Pietro Nenni intervistato da Giuseppe Tamburrano*

Prima delle elezioni del 20 giugno (1976, n.d.r.) i socialisti hanno solennemente decretato la fine del centro-sinistra. Perché? E che cosa significa “fine del centro-sinistra?
“ Qui tocchiamo il giudizio di fondo sull’esperienza di centro-sinistra. Io colloco al suo attivo la dilatazione dello spirito di libertà, la crescente partecipazione dei cittadini alla vita pubblica, in un certo senso la stessa contestazione giovanile che ha rotto il sonno a uomini e apparati burocratici.

Da sé la partecipazione popolare alla vita pubblica è un frutto di libertà e di democrazia.

Il centro-sinistra ha offerto il quadro politico di questa più vasta partecipazione popolare alla vita democratica di massa. E non è merito di poco conto, è il merito che Engels riconosceva alla repubblica in linea di principio, come suscettibile di offrire un valido terreno allo sviluppo della lotta di classe.

Si dice del sistema politico di destra e del regime autoritario che tutto funziona e nulla vive. Del sistema politico che ha preso il nome del centro-sinistra si può dire il contrario, e cioè che nulla funziona e tutto vive. Non funziona l’amministrazione, è in rovina l’economia, è sull’orlo del precipizio la lira, non funziona la scuola, non funzionano gli ospedali, non funzionano i trasporti. L’urbanistica è come sempre un campo aperto alla speculazione. La tangente è il superprezzo di ogni affare. Non ha limiti la pratica delle bustarelle, da quelle striminzite dei piccoli favori (una pratica amministrativa da accelerare, per esempio) a quelle mastodontiche dei petrolieri (nel 1974 in Italia esplose un clamoroso scandalo che portò aa marzo alle dimissioni del governo presieduto da Mariano Rumor, n.d.r.) a quelle della Lockheed (nel 1976 l’aziende statunitense ammise di aver pagato tangenti per far acquistare i propri aerei, n.d.r.). Ma tutto vive. Tutto cioè è in movimento, nessuno è fuori tiro. Tutto è oggetto di critica e di denuncia, il potere comporta sempre una caterva di abusi. Ma la libertà è un correttivo permanente degli arbitrii.

Il centro-sinistra, e la presenza in esso dei socialisti, si è risolto in una garanzia di maggiore libertà, anche quando c’è stata carenza di iniziativa sul terreno concreto della difesa delle libertà e della democrazia. Difatti mentre la Dc si trastullava col giuoco degli opposti estremismi sembrò uno scandalo che un ministro (e per di più un ex ministro degli interni) dicesse che i tentativi di eversione venivano e vengono da destra.

● Consegne dell'esercizio:
1. Puoi riassumere in due frasi l'intervista sul centro-sinistra?
2. Puoi proseguire l'intervista sul centro-sinistra a partire dalla sua ultima frase?
Per svolgere l'esercizio non occorrono i dati.

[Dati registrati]
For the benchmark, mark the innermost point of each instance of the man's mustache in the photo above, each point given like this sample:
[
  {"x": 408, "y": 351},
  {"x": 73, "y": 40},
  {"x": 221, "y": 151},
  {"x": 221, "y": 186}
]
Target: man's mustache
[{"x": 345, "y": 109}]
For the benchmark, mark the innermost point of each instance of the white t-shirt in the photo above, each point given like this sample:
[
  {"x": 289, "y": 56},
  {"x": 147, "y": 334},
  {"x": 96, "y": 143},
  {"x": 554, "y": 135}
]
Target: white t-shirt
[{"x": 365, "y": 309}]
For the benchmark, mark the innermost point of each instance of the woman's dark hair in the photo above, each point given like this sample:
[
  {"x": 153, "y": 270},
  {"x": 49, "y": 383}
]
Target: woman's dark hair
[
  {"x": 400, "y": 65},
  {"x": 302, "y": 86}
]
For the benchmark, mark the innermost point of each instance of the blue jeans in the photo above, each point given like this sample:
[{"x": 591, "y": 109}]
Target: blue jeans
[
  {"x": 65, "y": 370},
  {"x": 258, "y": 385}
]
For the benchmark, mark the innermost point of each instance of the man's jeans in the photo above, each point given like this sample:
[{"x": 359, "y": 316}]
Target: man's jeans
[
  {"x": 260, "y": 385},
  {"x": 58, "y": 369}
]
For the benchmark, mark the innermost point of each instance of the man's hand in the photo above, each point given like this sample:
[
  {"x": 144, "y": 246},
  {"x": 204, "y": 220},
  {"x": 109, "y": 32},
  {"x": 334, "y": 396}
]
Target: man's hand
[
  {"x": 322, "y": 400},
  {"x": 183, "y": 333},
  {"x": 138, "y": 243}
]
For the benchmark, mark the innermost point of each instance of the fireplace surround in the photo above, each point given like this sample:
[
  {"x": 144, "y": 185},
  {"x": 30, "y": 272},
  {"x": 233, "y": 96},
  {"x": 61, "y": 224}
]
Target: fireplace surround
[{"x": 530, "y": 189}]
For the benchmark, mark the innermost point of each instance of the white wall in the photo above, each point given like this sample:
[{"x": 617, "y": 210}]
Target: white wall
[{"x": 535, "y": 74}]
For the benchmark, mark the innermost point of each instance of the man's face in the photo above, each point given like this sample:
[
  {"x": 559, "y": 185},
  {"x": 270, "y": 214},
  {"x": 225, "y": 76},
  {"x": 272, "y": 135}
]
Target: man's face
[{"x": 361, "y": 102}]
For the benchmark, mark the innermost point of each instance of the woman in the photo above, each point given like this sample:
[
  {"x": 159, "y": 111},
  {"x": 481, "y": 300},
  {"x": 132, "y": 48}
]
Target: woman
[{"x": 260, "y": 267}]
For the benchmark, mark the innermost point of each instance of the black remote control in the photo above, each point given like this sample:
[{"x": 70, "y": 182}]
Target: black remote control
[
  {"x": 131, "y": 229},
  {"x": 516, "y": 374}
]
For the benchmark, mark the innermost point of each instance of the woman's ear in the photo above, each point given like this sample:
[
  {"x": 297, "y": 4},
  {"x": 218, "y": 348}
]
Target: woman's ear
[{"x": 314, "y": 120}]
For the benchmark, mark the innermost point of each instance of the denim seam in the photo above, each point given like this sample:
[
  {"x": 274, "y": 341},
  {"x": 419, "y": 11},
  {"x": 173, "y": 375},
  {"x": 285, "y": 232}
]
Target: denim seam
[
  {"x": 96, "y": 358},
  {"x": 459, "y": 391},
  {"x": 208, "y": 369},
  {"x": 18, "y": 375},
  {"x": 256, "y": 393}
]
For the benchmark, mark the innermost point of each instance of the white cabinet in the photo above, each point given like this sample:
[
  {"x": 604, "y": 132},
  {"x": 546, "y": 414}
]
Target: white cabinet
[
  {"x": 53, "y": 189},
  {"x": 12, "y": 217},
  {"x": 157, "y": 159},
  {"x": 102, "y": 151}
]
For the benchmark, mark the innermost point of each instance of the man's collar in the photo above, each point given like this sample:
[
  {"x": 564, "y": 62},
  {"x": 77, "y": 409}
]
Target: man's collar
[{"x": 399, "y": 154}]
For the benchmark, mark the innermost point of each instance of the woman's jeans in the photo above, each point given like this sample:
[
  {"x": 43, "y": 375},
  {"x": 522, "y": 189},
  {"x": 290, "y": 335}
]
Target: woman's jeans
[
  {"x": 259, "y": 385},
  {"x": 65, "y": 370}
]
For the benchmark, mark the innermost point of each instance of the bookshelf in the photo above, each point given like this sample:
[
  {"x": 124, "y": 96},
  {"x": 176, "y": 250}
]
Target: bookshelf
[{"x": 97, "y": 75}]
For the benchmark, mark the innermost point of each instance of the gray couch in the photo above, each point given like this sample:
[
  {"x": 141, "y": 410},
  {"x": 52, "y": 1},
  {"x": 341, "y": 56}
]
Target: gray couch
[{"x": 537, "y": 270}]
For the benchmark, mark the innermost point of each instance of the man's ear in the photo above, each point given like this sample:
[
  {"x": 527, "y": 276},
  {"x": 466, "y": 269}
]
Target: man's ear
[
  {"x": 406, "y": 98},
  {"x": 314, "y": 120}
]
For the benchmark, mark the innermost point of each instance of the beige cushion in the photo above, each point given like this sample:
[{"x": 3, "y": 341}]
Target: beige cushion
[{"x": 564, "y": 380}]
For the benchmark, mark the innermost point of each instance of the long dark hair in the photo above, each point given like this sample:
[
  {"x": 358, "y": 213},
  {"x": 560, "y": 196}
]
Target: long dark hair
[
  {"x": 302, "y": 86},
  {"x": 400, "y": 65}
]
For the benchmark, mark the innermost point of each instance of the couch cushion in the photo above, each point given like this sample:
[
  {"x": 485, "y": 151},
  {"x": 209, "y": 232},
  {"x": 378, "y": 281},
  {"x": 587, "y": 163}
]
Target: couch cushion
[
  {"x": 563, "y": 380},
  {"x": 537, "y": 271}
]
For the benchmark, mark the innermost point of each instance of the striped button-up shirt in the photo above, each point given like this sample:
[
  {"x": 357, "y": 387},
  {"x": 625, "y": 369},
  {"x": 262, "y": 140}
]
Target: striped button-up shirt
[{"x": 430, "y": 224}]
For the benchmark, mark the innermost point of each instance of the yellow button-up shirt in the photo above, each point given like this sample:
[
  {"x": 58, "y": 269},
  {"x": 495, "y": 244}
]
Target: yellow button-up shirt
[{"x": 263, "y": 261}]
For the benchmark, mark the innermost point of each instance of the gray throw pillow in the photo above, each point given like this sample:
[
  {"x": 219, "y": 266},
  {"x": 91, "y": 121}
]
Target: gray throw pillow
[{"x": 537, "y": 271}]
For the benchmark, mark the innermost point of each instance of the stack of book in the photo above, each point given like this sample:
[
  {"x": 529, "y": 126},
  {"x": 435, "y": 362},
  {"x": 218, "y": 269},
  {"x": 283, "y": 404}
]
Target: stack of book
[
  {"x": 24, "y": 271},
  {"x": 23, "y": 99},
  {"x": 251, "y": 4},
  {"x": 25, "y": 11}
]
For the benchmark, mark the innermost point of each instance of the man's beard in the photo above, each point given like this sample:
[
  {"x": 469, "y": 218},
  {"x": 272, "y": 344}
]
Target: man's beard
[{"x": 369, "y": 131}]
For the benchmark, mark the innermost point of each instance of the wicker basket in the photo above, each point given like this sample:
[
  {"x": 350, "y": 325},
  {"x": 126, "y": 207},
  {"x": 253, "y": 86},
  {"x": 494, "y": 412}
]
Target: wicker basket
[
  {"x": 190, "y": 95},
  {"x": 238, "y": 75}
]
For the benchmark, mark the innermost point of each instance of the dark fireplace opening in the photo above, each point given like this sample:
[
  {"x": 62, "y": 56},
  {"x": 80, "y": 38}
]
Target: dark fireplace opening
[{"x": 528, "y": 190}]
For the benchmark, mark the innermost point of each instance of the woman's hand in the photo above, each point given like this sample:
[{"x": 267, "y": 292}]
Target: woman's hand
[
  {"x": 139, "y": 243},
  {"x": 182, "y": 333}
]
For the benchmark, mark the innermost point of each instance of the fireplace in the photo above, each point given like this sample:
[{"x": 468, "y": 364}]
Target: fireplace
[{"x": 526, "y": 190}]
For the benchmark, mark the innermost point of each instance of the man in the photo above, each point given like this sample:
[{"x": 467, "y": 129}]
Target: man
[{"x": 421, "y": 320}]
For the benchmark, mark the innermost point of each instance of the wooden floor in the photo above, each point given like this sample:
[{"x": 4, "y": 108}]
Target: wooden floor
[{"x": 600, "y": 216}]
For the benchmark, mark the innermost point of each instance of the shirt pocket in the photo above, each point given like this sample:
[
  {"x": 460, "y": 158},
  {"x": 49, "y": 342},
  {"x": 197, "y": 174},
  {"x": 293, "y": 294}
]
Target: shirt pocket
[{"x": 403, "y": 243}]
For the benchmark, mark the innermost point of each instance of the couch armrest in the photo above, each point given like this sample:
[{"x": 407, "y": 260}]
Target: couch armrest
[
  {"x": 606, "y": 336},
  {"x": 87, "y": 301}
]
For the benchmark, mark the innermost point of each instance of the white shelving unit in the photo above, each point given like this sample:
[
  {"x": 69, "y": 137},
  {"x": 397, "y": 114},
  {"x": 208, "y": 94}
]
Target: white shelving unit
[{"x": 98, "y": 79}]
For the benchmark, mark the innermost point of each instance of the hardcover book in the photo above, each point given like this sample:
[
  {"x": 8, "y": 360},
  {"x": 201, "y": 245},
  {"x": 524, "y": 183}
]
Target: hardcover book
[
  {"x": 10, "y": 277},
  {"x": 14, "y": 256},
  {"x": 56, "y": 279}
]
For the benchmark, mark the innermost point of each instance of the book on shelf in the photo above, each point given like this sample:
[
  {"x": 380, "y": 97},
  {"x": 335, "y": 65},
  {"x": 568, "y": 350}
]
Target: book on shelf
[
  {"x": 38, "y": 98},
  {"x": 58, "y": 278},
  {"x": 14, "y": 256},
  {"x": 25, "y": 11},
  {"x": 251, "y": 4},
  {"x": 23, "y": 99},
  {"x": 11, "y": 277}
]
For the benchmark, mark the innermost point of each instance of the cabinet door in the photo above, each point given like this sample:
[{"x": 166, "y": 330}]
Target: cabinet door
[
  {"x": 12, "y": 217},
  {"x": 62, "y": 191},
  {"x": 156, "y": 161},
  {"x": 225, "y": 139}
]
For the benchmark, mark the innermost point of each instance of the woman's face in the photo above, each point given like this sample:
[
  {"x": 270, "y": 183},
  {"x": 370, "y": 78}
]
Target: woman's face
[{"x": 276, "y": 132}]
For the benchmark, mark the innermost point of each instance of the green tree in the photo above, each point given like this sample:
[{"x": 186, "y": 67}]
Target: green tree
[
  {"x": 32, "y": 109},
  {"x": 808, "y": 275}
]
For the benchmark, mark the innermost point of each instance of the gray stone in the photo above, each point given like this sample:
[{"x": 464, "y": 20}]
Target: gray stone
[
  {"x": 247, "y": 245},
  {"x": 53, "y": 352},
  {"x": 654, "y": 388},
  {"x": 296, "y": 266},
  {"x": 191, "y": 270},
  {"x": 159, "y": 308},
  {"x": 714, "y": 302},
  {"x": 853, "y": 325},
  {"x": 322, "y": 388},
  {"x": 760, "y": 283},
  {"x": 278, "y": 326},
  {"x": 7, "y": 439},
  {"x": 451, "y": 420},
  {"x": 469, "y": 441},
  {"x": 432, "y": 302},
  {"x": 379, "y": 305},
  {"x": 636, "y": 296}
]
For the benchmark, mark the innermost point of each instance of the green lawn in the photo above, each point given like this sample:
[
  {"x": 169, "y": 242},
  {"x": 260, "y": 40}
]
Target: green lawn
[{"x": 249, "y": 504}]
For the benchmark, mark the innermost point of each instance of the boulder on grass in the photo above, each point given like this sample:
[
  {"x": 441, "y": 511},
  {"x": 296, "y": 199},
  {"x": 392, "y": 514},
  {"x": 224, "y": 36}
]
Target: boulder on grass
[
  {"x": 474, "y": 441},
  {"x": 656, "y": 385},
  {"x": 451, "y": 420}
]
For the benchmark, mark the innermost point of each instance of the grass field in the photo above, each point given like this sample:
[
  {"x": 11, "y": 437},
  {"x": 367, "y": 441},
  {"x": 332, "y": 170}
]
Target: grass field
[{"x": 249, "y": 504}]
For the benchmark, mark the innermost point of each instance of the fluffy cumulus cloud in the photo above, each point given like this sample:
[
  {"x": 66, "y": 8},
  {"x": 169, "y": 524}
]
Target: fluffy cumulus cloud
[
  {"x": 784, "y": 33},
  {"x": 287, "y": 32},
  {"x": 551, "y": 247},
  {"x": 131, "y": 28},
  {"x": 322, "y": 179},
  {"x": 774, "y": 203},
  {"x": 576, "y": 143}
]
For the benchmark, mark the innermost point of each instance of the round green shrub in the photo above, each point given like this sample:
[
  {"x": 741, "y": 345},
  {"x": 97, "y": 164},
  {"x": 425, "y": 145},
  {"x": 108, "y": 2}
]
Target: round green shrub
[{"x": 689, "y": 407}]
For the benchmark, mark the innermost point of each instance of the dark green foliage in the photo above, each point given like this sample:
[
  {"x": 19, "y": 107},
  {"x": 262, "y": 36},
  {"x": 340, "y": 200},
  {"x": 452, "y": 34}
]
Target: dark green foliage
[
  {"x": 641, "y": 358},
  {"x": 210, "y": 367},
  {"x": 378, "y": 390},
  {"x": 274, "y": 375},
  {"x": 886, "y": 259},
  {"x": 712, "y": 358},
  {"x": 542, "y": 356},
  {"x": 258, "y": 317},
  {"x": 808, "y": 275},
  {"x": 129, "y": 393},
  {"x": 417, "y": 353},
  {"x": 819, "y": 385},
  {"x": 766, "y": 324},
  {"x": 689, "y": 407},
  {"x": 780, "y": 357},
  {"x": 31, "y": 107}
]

● Risultati dell'esercizio:
1. Al centro-sinistra va riconosciuto il merito di aver dilatato lo spirito di libertà e la partecipazione dei cittadini alla vita pubblica, offrendo il quadro politico di una più vasta partecipazione popolare alla vita democratica. Di quel sistema si può dire che nulla funziona e tutto vive: amministrazione, economia, scuola, ospedali e trasporti non funzionano e dilagano tangenti e bustarelle, ma tutto è in movimento e oggetto di critica, e la libertà resta un correttivo permanente degli arbitrii.

2.
In linea generale si può dire che la Dc, in trenta anni di potere, ha largamente usato e abusato della strategia del rallentamento. Si può dire che nei confronti delle riforme, come negli eventi quotidiani della vita pubblica, la Dc ha tenuto sempre il piede sul freno e noi sull’acceleratore…

Malgrado ciò il volume delle cose fatte non è di scarso conto. Basti pensare all’istituzione delle regioni, un potere nuovo destinato a realizzare il decentramento dello stato, allo Statuto dei lavoratori, che è uno dei punti più avanzati della legislazione sociale in Europa, allo sviluppo quantitativo della scuola, al rapporto nuovo con i sindacati col potere pubblico e col governo.

La conclusione è che quando con la Dc si è potuto fare rimane del tutto insufficiente davanti a quanto bisognava fare e resta da fare”.
Scusa se ti interrompo. Vorrei fermarmi un momento sullo Statuto dei diritti dei lavoratori che a me sembra la più significativa conquista del centro-sinistra.
“Certo. Tu che mi hai aiutato a combattere quella lunga battaglia sai quante resistenze, tergiversazioni abbiamo dovuto superare. Alla vigilia di assumere responsabilità di governo, noi socialisti ci impegnammo a dare attuazione a una rivendicazione che da quindici anni era al centro delle nostre lotte. L’impegno entrò solennemente nel programma del primo governo organico di centro-sinistra: quanti impegni erano in quel programma, quanti hanno continuato a fare bella mostra nei programmi dei numerosi governi succedutisi dopo di allora! Lo Statuto invece è passato, un pezzo alla volta, ma è passato.

I sindacati se ne sono fatto un vanto. E non vi è dubbio che senza la pressione della classe lavoratrice e dei suoi organismi non si strappano alla classe dominante diritti che sono grosse rinunce non solo a quote di profitto ma a quote di potere: e questi sono i sacrifici più duri per il padronato. Ma non vi è dubio altresì che senza i socialisti al governo, le lotte del sindacato per lo Statuto non avrebbero dati risultati. Anche perché uno dei sindacati, la Cisl, era in via di principio ostile alla regolamentazione con legge della materia e la Uil era molto tiepida”.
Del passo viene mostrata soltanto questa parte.